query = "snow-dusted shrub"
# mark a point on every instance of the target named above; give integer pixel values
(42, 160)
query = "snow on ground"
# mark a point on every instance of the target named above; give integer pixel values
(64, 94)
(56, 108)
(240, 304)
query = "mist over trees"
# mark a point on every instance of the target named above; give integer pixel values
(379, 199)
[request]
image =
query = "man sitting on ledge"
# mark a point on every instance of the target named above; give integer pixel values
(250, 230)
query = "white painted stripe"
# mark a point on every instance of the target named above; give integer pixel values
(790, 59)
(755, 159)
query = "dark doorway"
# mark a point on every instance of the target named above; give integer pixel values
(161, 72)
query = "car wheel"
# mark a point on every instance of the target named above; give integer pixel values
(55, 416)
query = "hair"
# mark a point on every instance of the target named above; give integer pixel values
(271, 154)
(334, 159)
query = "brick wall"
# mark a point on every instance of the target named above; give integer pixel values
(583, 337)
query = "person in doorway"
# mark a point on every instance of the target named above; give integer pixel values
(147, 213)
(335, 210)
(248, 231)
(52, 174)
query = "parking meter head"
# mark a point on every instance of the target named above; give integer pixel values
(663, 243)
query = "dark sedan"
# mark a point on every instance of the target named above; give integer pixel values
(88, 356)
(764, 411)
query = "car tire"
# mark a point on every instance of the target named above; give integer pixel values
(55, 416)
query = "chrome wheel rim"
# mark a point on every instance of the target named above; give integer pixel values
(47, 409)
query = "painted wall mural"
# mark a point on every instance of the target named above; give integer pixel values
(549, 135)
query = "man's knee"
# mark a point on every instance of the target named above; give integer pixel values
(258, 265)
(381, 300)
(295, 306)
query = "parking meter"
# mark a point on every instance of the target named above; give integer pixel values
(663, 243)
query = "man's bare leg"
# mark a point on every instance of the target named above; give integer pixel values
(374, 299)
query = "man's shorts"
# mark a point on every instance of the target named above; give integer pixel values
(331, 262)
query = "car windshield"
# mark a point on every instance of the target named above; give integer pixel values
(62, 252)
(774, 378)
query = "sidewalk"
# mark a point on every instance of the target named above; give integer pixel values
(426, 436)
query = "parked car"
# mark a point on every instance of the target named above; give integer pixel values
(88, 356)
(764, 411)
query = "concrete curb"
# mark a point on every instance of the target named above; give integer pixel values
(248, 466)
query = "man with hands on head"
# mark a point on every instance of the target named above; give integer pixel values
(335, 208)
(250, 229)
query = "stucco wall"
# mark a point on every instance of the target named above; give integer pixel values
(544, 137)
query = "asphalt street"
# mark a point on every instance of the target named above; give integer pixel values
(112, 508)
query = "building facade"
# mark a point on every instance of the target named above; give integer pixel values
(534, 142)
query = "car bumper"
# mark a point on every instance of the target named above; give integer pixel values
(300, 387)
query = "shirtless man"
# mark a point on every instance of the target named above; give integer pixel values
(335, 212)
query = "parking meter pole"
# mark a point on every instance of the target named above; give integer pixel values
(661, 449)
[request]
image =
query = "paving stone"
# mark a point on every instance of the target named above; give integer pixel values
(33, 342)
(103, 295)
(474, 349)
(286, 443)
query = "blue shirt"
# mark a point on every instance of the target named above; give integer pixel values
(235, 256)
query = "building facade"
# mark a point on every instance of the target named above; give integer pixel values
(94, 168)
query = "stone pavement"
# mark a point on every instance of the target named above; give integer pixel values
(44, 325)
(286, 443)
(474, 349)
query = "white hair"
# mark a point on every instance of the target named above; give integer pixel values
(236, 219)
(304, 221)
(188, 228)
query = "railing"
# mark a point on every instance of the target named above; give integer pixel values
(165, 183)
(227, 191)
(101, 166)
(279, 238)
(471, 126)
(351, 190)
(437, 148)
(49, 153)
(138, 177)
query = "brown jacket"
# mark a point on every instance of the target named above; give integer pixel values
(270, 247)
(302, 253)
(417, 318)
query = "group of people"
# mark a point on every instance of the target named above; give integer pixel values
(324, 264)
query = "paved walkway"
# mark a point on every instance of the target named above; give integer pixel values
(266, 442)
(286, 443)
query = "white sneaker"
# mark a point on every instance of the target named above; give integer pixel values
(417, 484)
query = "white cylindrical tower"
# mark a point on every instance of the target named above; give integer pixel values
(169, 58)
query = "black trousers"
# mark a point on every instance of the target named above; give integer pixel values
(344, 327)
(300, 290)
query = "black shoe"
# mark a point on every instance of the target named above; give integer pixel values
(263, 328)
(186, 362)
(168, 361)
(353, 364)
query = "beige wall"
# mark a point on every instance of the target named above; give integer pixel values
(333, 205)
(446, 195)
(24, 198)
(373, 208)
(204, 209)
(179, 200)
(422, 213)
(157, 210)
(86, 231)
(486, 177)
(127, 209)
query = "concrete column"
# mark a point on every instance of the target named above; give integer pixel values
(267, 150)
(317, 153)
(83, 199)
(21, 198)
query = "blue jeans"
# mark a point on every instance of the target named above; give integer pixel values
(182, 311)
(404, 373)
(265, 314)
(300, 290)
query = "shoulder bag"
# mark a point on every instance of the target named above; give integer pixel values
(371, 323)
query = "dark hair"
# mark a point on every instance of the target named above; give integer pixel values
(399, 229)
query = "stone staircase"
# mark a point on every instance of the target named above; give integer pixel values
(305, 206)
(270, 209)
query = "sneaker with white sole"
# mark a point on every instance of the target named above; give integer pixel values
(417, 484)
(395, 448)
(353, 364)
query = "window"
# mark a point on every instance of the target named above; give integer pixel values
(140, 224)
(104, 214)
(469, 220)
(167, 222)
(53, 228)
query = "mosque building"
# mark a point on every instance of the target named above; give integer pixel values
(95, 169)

* **Exercise prompt**
Count the lines of the records above that contain the string "meter", matching case exactly, and give only the number.

* **The output**
3